◆ **Texte fourni**
+ + + +

Le slogan ‘nourrir l’humanité’ présente l’agriculture industrielle comme unique solution face à la surpopulation et à la faim dans le monde. Pourtant, elle exacerbe le problème, détruisant la nature de laquelle elle dépend, aggravant la pauvreté, et laissant des populations entières, inclus ses propres fermiers, à la merci des fluctuations et spéculations des marchés. Il existe cependant une autre solution – l’agro écologie – qui bénéficie consommateurs, nature, et petites exploitations agricoles.

La population mondiale devrait atteindre 9,7 milliard d’individus en 2050 selon les estimations des Nations Unis. Se poser la question d’une production alimentaire suffisante est évidemment légitime dans un contexte où la faim et la malnutrition sont déjà prégnantes. Incohérente d’un point de vue social et environnemental, l’agriculture industrielle européenne se raccroche vigoureusement à l’impératif moral « nous devons nourrir le monde » afin de justifier ses dérives. Non seulement l’argument du sacrifice vertueux est difficile à croire quand il est utilisé par des multinationales de l’agro-alimentaire, mais il contredit les principes élémentaires de l’anthropologie du développement[1]. Ce slogan est parfois utilisé de bonne foi, mais reflète une vision dangereuse de l’économie rurale et du fonctionnement des sociétés. En réalité, il bafoue les principes de la sécurité alimentaire, qui doit selon la FAO[2] réunir quatre conditions : la disponibilité d’aliments, leur accessibilité pour les populations, la résilience, la qualité. Les agro-industries ne pourraient pas nourrir le monde même si elles le souhaitaient – elles n’y arrivent pas aujourd’hui et en détruisant les outils de production à mesure, elles réduisent encore leur capacité à le faire, les perturbations apportées par le changement climatique aggravant encore cette situation. La destruction des économies rurales locales (ici et ailleurs) n’assure pas la sécurité alimentaire des sociétés paysannes, et il existe au contraire des démarches agricoles bien plus performantes pour permettre à chaque continent et à chaque communauté de se nourrir soi-même.

+ + + +

◆ **Jeu de données**
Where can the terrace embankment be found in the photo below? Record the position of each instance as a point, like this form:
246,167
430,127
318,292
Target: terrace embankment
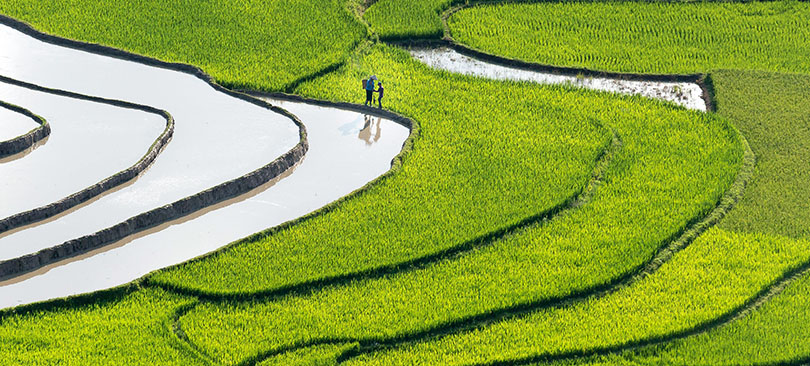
17,133
220,136
351,148
684,93
98,137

+ + + +

◆ **Consigne**
Recopiez fidèlement tout le passage du texte fourni, depuis "Le slogan ‘nourrir" jusqu'à "petites exploitations agricoles.".

◆ **Tâche réalisée**
Le slogan ‘nourrir l’humanité’ présente l’agriculture industrielle comme unique solution face à la surpopulation et à la faim dans le monde. Pourtant, elle exacerbe le problème, détruisant la nature de laquelle elle dépend, aggravant la pauvreté, et laissant des populations entières, inclus ses propres fermiers, à la merci des fluctuations et spéculations des marchés. Il existe cependant une autre solution – l’agro écologie – qui bénéficie consommateurs, nature, et petites exploitations agricoles.